Task to carry out
From the entries below, transcribe exactly the lines between the line holding "Target: bird's tail" and the line holding "point(366, 357)", inclusive; skip all other lines.

Stored records:
++++++

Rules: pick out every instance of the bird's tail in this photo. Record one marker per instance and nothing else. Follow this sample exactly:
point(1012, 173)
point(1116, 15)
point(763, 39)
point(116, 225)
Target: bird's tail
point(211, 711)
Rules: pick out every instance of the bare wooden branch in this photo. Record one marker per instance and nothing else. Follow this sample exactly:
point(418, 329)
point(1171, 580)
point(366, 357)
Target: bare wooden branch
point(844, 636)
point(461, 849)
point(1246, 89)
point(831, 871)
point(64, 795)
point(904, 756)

++++++

Exercise response
Target: bird's tail
point(211, 711)
Rules: pick out every instance of the bare wooden branch in this photo. Record one marker per instance and nothing else. Follow this sample exactly:
point(418, 329)
point(1171, 580)
point(366, 357)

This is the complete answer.